> _Exercise brief_:
Give the listing again character for character, but drop the images.

— start Extracted records —

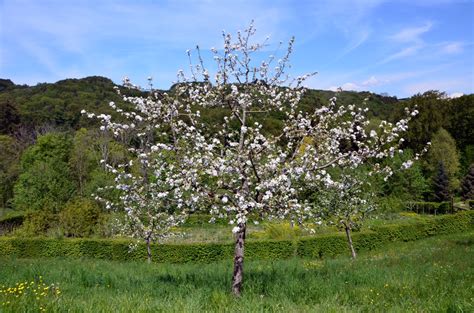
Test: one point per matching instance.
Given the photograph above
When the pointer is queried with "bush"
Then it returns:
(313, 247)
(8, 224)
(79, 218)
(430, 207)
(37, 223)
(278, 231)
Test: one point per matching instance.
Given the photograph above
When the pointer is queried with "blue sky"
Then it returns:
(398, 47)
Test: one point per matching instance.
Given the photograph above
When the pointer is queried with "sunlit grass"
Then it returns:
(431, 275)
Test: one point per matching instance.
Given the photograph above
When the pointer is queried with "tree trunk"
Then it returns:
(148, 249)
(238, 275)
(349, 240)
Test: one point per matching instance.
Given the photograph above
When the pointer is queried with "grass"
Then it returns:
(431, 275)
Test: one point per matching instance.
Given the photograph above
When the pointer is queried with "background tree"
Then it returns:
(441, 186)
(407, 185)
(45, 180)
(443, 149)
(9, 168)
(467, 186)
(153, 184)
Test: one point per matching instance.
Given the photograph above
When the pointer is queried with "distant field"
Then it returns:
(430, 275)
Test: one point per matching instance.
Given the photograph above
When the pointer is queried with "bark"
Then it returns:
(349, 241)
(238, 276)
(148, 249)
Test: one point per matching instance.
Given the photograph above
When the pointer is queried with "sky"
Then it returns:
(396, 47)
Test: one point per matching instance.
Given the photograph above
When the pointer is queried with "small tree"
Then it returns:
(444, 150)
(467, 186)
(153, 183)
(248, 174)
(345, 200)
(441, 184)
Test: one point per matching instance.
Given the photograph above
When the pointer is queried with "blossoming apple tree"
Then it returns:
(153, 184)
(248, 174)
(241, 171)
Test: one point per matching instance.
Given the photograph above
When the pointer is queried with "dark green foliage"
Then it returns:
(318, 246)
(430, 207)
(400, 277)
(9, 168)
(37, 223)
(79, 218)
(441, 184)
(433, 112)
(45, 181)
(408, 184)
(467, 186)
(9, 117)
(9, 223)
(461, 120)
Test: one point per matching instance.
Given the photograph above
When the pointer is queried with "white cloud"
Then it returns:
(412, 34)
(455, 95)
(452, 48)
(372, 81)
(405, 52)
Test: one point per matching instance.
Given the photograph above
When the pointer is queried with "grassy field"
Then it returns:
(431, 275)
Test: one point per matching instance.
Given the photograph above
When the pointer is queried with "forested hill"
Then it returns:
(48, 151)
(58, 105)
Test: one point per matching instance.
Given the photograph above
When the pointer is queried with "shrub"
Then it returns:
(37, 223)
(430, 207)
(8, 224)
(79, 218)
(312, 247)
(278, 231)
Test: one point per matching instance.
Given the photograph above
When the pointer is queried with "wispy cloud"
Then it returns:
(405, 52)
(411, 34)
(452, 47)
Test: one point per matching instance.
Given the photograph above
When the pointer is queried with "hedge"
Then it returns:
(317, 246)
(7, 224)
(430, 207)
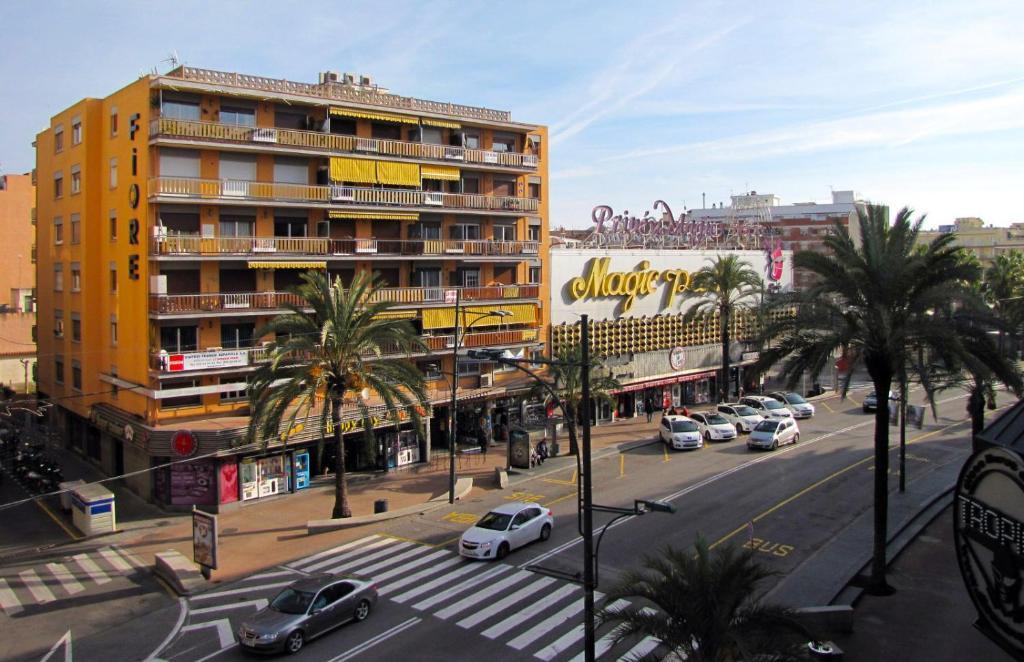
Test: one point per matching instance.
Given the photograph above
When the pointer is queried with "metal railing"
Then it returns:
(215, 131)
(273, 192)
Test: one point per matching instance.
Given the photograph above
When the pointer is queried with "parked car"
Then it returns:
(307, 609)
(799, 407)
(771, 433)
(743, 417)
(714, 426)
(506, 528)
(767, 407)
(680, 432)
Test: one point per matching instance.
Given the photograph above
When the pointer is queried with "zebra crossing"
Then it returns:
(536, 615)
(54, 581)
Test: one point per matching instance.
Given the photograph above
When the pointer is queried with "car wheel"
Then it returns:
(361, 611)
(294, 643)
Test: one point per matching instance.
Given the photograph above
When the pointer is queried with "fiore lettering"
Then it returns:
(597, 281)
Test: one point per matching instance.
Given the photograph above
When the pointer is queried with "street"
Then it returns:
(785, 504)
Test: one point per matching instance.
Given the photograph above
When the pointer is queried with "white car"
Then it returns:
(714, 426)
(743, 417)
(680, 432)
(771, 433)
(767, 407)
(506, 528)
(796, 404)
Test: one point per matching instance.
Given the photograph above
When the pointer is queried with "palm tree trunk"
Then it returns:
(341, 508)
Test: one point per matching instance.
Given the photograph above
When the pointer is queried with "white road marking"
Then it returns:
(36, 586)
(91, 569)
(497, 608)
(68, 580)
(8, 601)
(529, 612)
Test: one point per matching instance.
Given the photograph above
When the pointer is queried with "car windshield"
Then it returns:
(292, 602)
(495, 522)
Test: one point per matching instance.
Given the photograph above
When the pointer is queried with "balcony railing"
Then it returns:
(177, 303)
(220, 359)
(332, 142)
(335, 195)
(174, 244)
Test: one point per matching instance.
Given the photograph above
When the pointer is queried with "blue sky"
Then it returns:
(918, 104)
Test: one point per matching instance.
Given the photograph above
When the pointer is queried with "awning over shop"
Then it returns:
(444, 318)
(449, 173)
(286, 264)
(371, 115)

— end Extracted records —

> _The output_:
Test: one point per matching instance.
Given the photograph above
When the pointer is queried with "bush"
Then it returns:
(313, 247)
(8, 224)
(79, 218)
(430, 207)
(37, 223)
(278, 231)
Test: one point per matching instance.
Given the photograph above
When the pointer is queried with "blue sky"
Then it returns:
(398, 47)
Test: one point per matching instance.
Given the photograph above
When the pointer is queried with "sunlit grass"
Then it returns:
(431, 275)
Test: one point per matching instance.
Given the photograph above
When the pointer is queried with "tree trunk"
Then it returns:
(148, 249)
(238, 275)
(349, 240)
Test: one point per matching instance.
Given the photograph above
When the pointer is queried with "grass"
Then it returns:
(431, 275)
Test: one point per matching instance.
Given the photograph above
When the pointer is queried with "background tree"
Then it returns:
(441, 186)
(407, 185)
(45, 180)
(443, 149)
(9, 168)
(467, 186)
(153, 184)
Test: one point per matching instance.
Given the photograph above
When the pointer is queried with "distant field"
Then it returns:
(430, 275)
Test: one point per matching instance.
Given the photograph above
When the pointer is queried with "bark"
Then it returns:
(349, 241)
(238, 276)
(148, 249)
Test: one point per matching instance.
Given the photograph above
When the pointer is queried with "sky"
Then it returns:
(396, 47)
Test: one point per matching instance.
Given the photograph above
When the pointer is queried with "small tree"
Then it returns:
(444, 150)
(467, 186)
(153, 183)
(248, 174)
(345, 200)
(441, 184)
Test: one point per matching instance.
Given the photograph above
When the pointer is queried with "blossoming apple tree"
Then it returns:
(153, 184)
(248, 174)
(241, 171)
Test: one point per matching instance.
Given the photograph above
When the pointer is queried with "dark green foliage"
Then it returns:
(318, 246)
(430, 207)
(400, 277)
(9, 168)
(37, 223)
(79, 218)
(441, 184)
(433, 112)
(45, 181)
(408, 184)
(467, 186)
(9, 117)
(9, 223)
(461, 120)
Test: one point per matching instance.
Given the photograph above
When the pointer is queried with "white cloud"
Then it returns:
(412, 34)
(455, 95)
(452, 48)
(372, 81)
(405, 52)
Test: one point per matching instance.
Given the photograph above
When the pointer is queried with "grassy field"
Then it returns:
(431, 275)
Test: one point per matching instance.
Given the photograph above
When the pointer is queried with "forested hill"
Then it returns:
(48, 151)
(58, 105)
Test: one point per matching instance.
Given the photograph above
When the pointer is queried with "shrub"
Then it returns:
(37, 223)
(430, 207)
(8, 224)
(79, 218)
(312, 247)
(278, 231)
Test: one point per matching instance.
Given the photograph above
When the pointer is queried with "wispy cloud"
Then it returns:
(405, 52)
(411, 34)
(452, 47)
Test: one point per matching instance.
Given the photograph above
When the pointer is queried with "hedge"
Then it returns:
(317, 246)
(7, 224)
(430, 207)
Test: one point per matching instance.
Given the photograph above
When the pointer is queried with "metal railing"
Then it returns:
(215, 131)
(273, 192)
Test: one point per matching instance.
Given the photograph above
When the pointer is queried with "parked car"
Then it returns:
(307, 609)
(799, 407)
(771, 433)
(743, 417)
(714, 426)
(506, 528)
(767, 407)
(680, 432)
Test: one point per matching instance.
Given the photograph above
When the pointer is queried with "zebra crossing"
Then it returns:
(536, 615)
(54, 581)
Test: one point per matching instance.
Given the photograph above
When the pointer is queried with "car wheel"
Then it returns:
(361, 611)
(294, 643)
Test: one point per matching instance.
Given the photograph above
When the pointer is queried with "fiore lettering"
Then it returns:
(597, 281)
Test: one point per matching instance.
Given the photograph above
When the pointer is queried with "street"
Then it returns:
(785, 504)
Test: one point per matching instance.
Given the photograph above
When the pointer is queried with "white car"
Then it returns:
(714, 426)
(743, 417)
(680, 432)
(771, 433)
(767, 407)
(506, 528)
(796, 404)
Test: one point per matching instance.
Given the photograph above
When the pointer is queried with "palm tree trunk"
Then it returns:
(341, 508)
Test: one point per matching instance.
Given the photograph above
When the pointer is queried with "white road marking"
Then it returns:
(36, 586)
(91, 569)
(497, 608)
(68, 580)
(8, 601)
(529, 612)
Test: one point per matching instance.
Given the photograph above
When the pointer is queried with "car windshield"
Then it returns:
(292, 602)
(495, 522)
Test: one point per matching instance.
Given the photograph above
When the pointer is queried with "balcony railing"
Then it returns:
(177, 303)
(220, 359)
(332, 142)
(335, 195)
(174, 244)
Test: one point per matching instance.
Given the photograph above
When the pointer is queried with "blue sky"
Then it returns:
(918, 104)
Test: one point per matching instance.
Given the photograph above
When the pointer is queried with "awning over shop"
Then it returns:
(444, 318)
(449, 173)
(286, 264)
(371, 115)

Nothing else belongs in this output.